Tasks to perform:
a) Rewrite the paragraph of the passage on long-term working memory that begins "Long-term working memory (Ericsson and Kintsch, 1995) is a theory" as a bulleted list of its main facts.
b) In the passage on long-term working memory, list every theory named in the paragraph that begins "The study of expert behaviour is currently".
c) From the passage on long-term working memory, reproduce verbatim the stretch from "The study of" through "memory (LT-WM) theory.".

Text block:

....

Long-term working memory (Ericsson and Kintsch, 1995) is a theory covering empirical data from several domains, including expert behaviour. One difficulty in applying and evaluating this theory, however, is that it is framed in rather general terms, and that several mechanisms and parameters are left unspecified. This paper proposes a computer implementation of the theory for a domain that Ericsson and Kintsch cover in depth, namely chess memory. Simulations of Saariluoma’s (1989) experiment where both game and random chess positions are presented auditorily make it possible to analyse two key ingredients of the theory: encoding through elaboration of LTM schemas and patterns, and encoding through retrieval structures. In the simulations, these mechanisms were modulated by two parameters. The results show that random positions, but not game positions, are sensitive to these parameters’ values.

The study of expert behaviour is currently an important area of research in cognitive science. Several theories, including the chunking theory (Chase & Simon, 1973), the skilled memory theory (Chase & Ericsson, 1982), Soar (Newell, 1990), ACT (Anderson, 1983), and the template theory (Gobet & Simon, in press) have been advanced to explain how certain individuals excel in their domain of expertise. Recently, an important attempt to offer an integrative theory of cognition and expertise has been proposed by Ericsson and Kintsch (1995) with their long-term working memory (LT-WM) theory.

Long-Term Working Memory: Overview

After a detailed review of research on expertise and on text comprehension, Ericsson and Kintsch (1995) conclude that experts in various fields can encode information into long-term memory (LTM) more rapidly than had been postulated by traditional models of human memory, such as those of Anderson (1983) or Chase and Simon (1973). Based upon this analysis, Ericsson and Kintsch (1995) extend Chase and Ericsson’s (1982) skilled memory theory into the LT-WM theory. The tenets of LT-WM are that "cognitive processes are viewed as a sequence of stable states representing end products of processing" and that "acquired memory skills allow these end products to be stored in long-term memory and kept directly accessible by means of retrieval cues in short-term memory [...]" (Ericsson & Kintsch, 1995, p. 211). Two intertwined mechanisms allow rapid storage into LTM : (a) encoding through a retrieval structure, and (b) encoding through knowledge-based associations connecting items either to other items or to LTM patterns and schemas, which allows for an integrated representation of the information in LTM. Ericsson and Kintsch also note that the demands that the task makes on memory will constrain which encoding mechanism will be employed, and that the relative roles played by encoding through retrieval structures or through LTM elaborations vary from task to task.

....

Dataset extract:
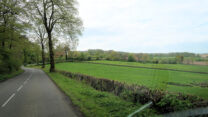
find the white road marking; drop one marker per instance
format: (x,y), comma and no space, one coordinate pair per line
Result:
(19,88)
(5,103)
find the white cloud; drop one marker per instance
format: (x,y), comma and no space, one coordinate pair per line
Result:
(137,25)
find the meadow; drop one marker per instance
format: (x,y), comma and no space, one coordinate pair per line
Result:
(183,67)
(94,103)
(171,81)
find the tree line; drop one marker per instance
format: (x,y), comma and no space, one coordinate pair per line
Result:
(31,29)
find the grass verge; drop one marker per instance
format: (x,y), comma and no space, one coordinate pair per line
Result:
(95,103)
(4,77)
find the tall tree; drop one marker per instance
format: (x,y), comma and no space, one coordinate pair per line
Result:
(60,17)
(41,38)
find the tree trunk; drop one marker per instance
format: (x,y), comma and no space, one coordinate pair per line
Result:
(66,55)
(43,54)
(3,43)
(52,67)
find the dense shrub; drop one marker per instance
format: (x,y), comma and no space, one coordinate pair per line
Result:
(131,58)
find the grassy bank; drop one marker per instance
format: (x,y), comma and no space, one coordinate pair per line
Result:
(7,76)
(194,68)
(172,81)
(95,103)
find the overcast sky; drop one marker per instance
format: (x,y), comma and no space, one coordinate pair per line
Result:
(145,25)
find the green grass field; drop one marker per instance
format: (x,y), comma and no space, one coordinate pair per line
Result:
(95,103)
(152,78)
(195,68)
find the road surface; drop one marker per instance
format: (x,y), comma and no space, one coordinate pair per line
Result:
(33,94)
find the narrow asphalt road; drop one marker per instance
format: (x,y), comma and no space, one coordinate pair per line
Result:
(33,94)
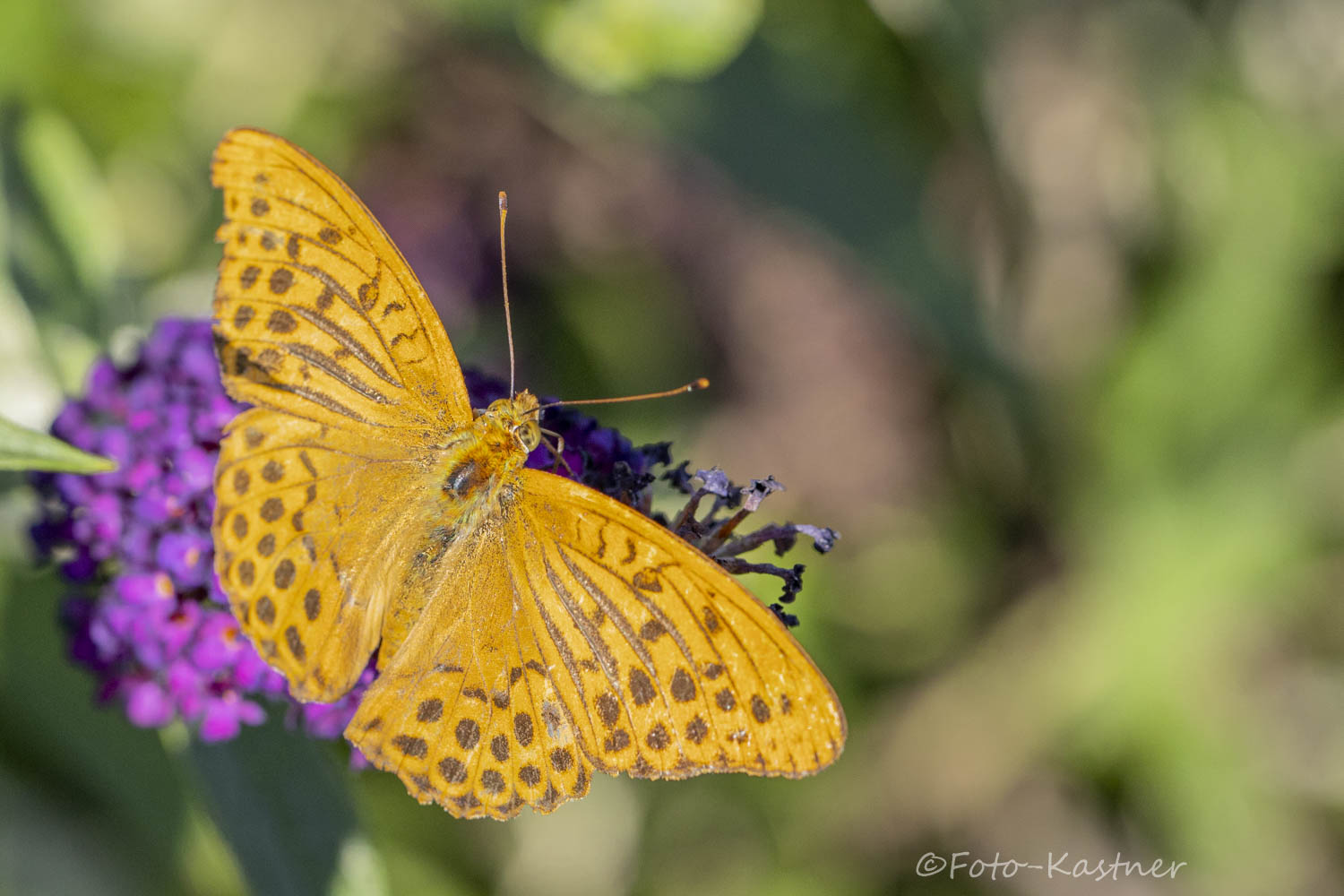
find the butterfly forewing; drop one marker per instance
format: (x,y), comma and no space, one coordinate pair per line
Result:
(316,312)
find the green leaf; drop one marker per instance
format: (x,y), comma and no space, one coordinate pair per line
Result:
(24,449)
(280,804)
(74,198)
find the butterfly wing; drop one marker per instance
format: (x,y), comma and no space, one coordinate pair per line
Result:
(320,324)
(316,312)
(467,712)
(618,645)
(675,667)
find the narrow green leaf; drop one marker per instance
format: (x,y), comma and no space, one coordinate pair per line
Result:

....

Full solutions:
a)
- Long-term working memory (Ericsson and Kintsch, 1995) is a theory that covers empirical data from several domains, including expert behavior.
- The theory is hard to apply and evaluate because it is framed in general terms and leaves several mechanisms and parameters unspecified.
- The paper proposes a computer implementation of the theory for chess memory, a domain that Ericsson and Kintsch cover in depth.
- Simulations of Saariluoma's (1989) experiment, in which game and random chess positions are presented auditorily, allow analysis of two key ingredients of the theory:
  - encoding through elaboration of LTM schemas and patterns
  - encoding through retrieval structures
- Two parameters modulated these mechanisms in the simulations.
- Random positions are sensitive to the parameters' values. Game positions are not.

b)
- The chunking theory (Chase & Simon, 1973)
- The skilled memory theory (Chase & Ericsson, 1982)
- Soar (Newell, 1990)
- ACT (Anderson, 1983)
- The template theory (Gobet & Simon, in press)
- The long-term working memory (LT-WM) theory (Ericsson and Kintsch, 1995)

c)
The study of expert behaviour is currently an important area of research in cognitive science. Several theories, including the chunking theory (Chase & Simon, 1973), the skilled memory theory (Chase & Ericsson, 1982), Soar (Newell, 1990), ACT (Anderson, 1983), and the template theory (Gobet & Simon, in press) have been advanced to explain how certain individuals excel in their domain of expertise. Recently, an important attempt to offer an integrative theory of cognition and expertise has been proposed by Ericsson and Kintsch (1995) with their long-term working memory (LT-WM) theory.